* _Given exercise_
Repeat the listing below word for word, leaving out the pictures.
— START Data provided —
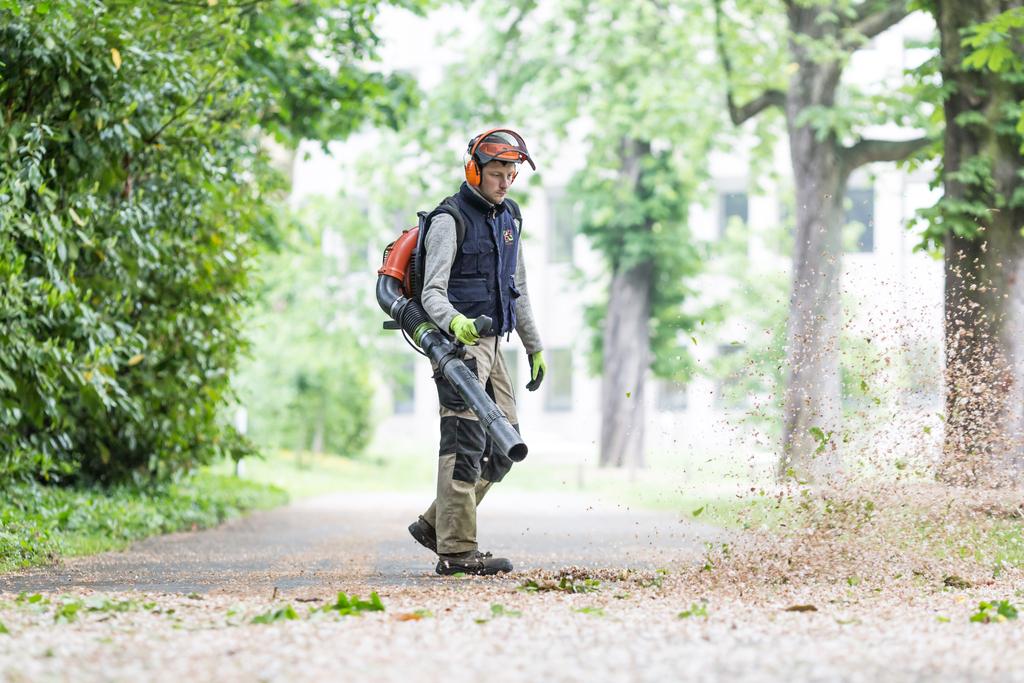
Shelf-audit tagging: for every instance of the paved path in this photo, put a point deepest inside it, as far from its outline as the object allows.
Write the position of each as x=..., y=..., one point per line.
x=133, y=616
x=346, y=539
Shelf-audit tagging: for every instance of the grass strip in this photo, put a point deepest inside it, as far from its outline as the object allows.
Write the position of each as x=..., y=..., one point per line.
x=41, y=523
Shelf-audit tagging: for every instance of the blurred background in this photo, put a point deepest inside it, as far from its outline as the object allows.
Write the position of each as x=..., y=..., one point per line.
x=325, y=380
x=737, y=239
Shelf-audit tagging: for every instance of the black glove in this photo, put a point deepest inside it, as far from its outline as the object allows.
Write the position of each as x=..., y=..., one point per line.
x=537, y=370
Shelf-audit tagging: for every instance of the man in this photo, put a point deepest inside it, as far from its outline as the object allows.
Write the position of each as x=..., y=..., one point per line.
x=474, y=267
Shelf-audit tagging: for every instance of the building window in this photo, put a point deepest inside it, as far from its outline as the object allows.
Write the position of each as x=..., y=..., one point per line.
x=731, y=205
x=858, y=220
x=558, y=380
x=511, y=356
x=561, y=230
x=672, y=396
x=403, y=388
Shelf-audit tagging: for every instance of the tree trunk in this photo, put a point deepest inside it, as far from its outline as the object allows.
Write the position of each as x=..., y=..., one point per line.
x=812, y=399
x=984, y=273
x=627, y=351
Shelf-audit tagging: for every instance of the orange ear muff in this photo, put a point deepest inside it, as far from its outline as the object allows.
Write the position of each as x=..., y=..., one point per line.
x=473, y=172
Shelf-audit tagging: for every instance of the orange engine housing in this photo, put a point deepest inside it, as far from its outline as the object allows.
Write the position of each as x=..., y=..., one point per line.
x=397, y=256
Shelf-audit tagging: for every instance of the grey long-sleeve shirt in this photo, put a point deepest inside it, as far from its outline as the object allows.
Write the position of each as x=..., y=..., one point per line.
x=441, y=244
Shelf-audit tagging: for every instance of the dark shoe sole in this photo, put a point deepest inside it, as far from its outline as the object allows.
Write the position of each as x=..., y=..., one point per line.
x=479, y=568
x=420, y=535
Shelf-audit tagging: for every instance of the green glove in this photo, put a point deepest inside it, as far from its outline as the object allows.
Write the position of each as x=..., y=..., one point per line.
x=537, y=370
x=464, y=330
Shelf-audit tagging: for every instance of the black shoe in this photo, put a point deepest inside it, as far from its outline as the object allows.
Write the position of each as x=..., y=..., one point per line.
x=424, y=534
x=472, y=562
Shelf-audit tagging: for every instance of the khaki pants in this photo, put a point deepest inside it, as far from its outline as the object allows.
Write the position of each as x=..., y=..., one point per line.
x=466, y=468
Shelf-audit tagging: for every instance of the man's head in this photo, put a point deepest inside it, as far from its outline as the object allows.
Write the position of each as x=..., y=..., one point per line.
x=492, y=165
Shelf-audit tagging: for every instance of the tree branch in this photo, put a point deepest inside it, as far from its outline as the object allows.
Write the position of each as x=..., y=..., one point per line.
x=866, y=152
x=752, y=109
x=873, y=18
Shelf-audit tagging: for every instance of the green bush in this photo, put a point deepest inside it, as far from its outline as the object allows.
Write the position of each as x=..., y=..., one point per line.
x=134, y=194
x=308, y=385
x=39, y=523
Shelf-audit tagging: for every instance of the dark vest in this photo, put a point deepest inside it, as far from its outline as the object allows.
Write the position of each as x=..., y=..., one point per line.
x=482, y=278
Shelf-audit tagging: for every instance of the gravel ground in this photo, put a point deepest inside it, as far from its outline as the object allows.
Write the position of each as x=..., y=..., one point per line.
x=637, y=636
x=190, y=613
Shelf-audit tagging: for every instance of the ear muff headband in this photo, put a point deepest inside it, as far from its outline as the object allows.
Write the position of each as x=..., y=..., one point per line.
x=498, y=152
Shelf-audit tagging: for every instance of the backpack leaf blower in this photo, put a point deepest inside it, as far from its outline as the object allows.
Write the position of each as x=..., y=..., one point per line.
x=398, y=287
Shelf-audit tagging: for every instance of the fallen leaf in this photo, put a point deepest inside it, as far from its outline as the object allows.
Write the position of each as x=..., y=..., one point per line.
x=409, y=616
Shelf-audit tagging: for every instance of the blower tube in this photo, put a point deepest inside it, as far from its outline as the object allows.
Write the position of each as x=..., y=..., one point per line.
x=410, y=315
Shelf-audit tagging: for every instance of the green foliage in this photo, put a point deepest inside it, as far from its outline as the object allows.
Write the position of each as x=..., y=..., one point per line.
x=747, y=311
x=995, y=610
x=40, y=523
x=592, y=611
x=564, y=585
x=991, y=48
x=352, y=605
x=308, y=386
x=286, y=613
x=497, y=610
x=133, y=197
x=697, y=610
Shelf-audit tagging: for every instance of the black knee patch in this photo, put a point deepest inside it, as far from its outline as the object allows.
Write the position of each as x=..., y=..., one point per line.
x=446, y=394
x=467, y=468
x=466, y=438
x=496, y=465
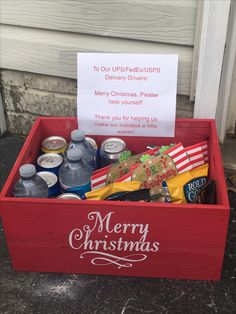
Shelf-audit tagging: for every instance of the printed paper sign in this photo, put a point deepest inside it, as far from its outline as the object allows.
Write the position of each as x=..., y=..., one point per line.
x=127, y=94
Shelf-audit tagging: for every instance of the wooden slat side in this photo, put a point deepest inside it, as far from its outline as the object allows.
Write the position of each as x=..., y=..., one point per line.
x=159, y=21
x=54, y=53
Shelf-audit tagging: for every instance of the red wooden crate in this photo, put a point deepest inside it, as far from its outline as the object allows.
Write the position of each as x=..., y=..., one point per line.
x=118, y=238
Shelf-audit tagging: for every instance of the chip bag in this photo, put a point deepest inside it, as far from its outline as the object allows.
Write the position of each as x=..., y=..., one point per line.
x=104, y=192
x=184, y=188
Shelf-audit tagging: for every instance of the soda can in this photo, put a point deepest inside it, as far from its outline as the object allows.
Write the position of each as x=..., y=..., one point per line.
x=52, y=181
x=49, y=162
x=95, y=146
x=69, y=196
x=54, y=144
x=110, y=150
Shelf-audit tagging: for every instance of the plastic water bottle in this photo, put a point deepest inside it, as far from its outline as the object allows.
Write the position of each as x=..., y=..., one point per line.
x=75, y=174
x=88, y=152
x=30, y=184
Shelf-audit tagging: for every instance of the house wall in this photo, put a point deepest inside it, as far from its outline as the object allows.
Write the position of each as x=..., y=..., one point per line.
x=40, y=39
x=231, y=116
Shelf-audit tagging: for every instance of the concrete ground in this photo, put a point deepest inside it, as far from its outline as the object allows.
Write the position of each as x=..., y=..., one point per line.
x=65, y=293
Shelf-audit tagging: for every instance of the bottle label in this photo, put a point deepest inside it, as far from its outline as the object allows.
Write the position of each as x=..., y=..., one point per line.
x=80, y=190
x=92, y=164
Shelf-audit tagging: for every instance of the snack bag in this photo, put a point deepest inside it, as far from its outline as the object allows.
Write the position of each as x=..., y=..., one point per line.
— END Data provided —
* _Final result_
Shelf-audit tagging: for every instance of the paved path in this photo, put a point deepest inside it, as far from its outline as the object allows.
Write the position of each as x=..., y=..., one point per line.
x=133, y=616
x=346, y=539
Shelf-audit tagging: for every instance of the grass strip in this photo, put a point deepest inside it, as far from its outline as the object allows.
Write the position of each as x=..., y=..., one point per line.
x=41, y=523
Shelf-audit tagging: for every instance of the blurred background in this photo, put a point deepest inside it, as far from its outline as the object allows.
Write the position of each as x=..., y=..., one point per line.
x=325, y=380
x=737, y=239
Shelf-audit tagging: for every instance of the black glove in this photo, put a point deepest inside it, as far from its outline as the object allows.
Write the position of each as x=..., y=..., one point per line.
x=537, y=370
Shelf-audit tagging: for every instance of the man in this photo, put a point deepest inside it, as far from its outline as the object allows.
Write the position of each as x=..., y=..., one point per line.
x=474, y=267
Shelf-audit tagging: for every instance of the building window in this photo, put a point deepest inside it, as far from its outline as the object allows.
Write the position of each as x=..., y=..., one point per line.
x=731, y=205
x=858, y=220
x=558, y=380
x=511, y=356
x=561, y=230
x=672, y=396
x=403, y=388
Shelf-audit tagging: for every instance of the tree trunk in this photo, put a point deepest inside it, as far from its outline as the object allows.
Write the position of each as x=..., y=..., one point per line.
x=812, y=399
x=984, y=273
x=627, y=351
Shelf-audit tagging: for every instance of the orange ear muff in this photo, put a point deepest inside it, as far from its outline as the object allows.
Write the position of each as x=..., y=..., one point per line.
x=473, y=172
Shelf-audit tagging: for every instance of the orange engine housing in this photo, put a point deepest inside it, as far from its outline as the object allows.
Write the position of each as x=..., y=..., one point per line.
x=397, y=256
Shelf-audit tagging: for every instance of the grey long-sleeve shirt in this photo, put a point deepest inside it, as far from its outline as the object allows.
Write the position of each as x=..., y=..., one point per line.
x=441, y=244
Shelf-audit tagging: for every instance of the dark shoe sole in this photo, put a point deepest inside it, as far from its outline as the object allows.
Write the position of each as x=..., y=..., one point per line.
x=479, y=568
x=420, y=535
Shelf-audit tagging: for every instance of the green glove in this photo, put a point deepest inside it, as far from its outline as the object allows.
Write the position of each as x=..., y=..., one point per line.
x=537, y=370
x=464, y=330
Shelf-audit tagging: for every instance of the black shoe in this photo, put a point deepest inside it, as far from its outline as the object allows.
Write the position of each as x=..., y=..., one point per line.
x=424, y=534
x=472, y=562
Shelf-audit tagging: for every instance of the khaki pants in this photo, put a point deepest inside it, as far from its outline as the object allows.
Write the position of each as x=..., y=..., one point per line.
x=466, y=468
Shelf-audit tagging: for every instance of the man's head in this photo, put a point deepest inside it, as far from its outline as the object allows.
Write the position of each as x=..., y=..., one point per line.
x=492, y=165
Shelf-audit tagging: for every instance of the tree branch in this photo, put a point deepest inside it, as far from its outline as the object allows.
Write the position of each as x=..., y=..., one point per line.
x=866, y=152
x=752, y=109
x=873, y=18
Shelf-audit tagging: for every instance of the green bush in this photo, put a point deepest inside it, as far from its outline as the object allows.
Write the position of each as x=..., y=..., one point per line.
x=134, y=194
x=308, y=385
x=39, y=523
Shelf-audit tagging: for every instance of the dark vest in this photo, put a point deepest inside it, as far from its outline as the object allows.
Write the position of each as x=..., y=..., one point per line.
x=482, y=278
Shelf-audit tagging: for every instance of the gravel ground in this photo, put a point deepest inside it, as far from its outline as the object allows.
Write the position of each as x=..., y=..., one point per line.
x=637, y=636
x=190, y=613
Shelf-audit tagging: for every instance of the ear muff headband in this photo, put a point deepest inside it, as far from its outline as the object allows.
Write the position of each as x=..., y=..., one point per line.
x=498, y=152
Shelf-audit tagging: for every instance of the backpack leaf blower in this photo, put a point deepest inside it, as far from its outline as the object allows.
Write the position of each as x=..., y=..., one point per line.
x=398, y=287
Shelf-audit tagging: for every instance of the fallen leaf in this photo, put a point deepest inside it, as far from its outline as the object allows.
Write the position of each as x=..., y=..., one point per line.
x=409, y=616
Shelf-audit tagging: for every instance of the blower tube in this photo, put a point deepest inside it, as far from its outline as the object allows.
Write the position of each as x=..., y=..., one point per line.
x=410, y=315
Shelf-audit tagging: for every instance of the green foliage in this photo, put a point deepest inside it, as far from its outline as the object allows.
Write the position of each as x=..., y=..., one point per line.
x=747, y=311
x=995, y=610
x=40, y=523
x=592, y=611
x=564, y=585
x=991, y=48
x=352, y=605
x=308, y=386
x=286, y=613
x=497, y=610
x=133, y=197
x=697, y=610
Shelf-audit tagging: for every instance of the black knee patch in this photo, put a point deepest inside it, as far from its outline as the object allows.
Write the position of each as x=..., y=..., one point per line.
x=446, y=394
x=467, y=468
x=466, y=438
x=496, y=465
Shelf-audit tagging: for every instance of the printed paper sign in this photo, put a point deepest inside it, as far from its outline as the object allows.
Write the position of each as x=..., y=..., one point per line.
x=127, y=94
Shelf-audit tagging: for every instance of the wooden slat side in this photo, put a point deepest inside it, as far from its outline as the object allows.
Write the position of each as x=..., y=..., one point per line.
x=159, y=21
x=54, y=53
Shelf-audit tagging: for every instance of the red wooden crate in this photo, put a point deepest inside it, as far from its outline as the object allows.
Write the position of each as x=..., y=..., one point per line.
x=118, y=238
Shelf-audit tagging: for every instance of the chip bag in this photo, put a point deepest inside it, as far from its outline as the object allows.
Write the position of each as x=..., y=..., one point per line.
x=104, y=192
x=184, y=188
Shelf-audit tagging: for every instance of the soda can in this photo, put a point deepest inside it, as far from its outline as the object allows.
Write the position of each as x=..., y=..., one point per line.
x=52, y=181
x=49, y=162
x=95, y=146
x=69, y=196
x=54, y=144
x=110, y=150
Shelf-audit tagging: for every instance of the plastic water bottle in this photo, put a point deepest inside it, as far from its outline as the object allows.
Write the position of each as x=..., y=..., one point per line.
x=75, y=174
x=88, y=152
x=30, y=184
Shelf-audit tagging: for every instance of the house wall in this photo, put a point deepest inside it, as far from its outline as the object allows.
Write the position of each as x=..., y=..., one point per line.
x=40, y=39
x=231, y=116
Shelf-audit tagging: for every instance of the concrete ground in this photo, put a point deepest inside it, as far from its outline as the object allows.
Write the position of each as x=..., y=..., one point per line.
x=65, y=293
Shelf-audit tagging: for every instance of the bottle label in this photo, put a point deepest inside it, as far from its outline as the object allows.
Write the position of each as x=..., y=..., one point per line.
x=80, y=190
x=92, y=164
Shelf-audit tagging: for every instance of the snack bag in this photo, put a point deepest inside it, as far from its outline as the object allows.
Write the position of each as x=..., y=..., one point per line.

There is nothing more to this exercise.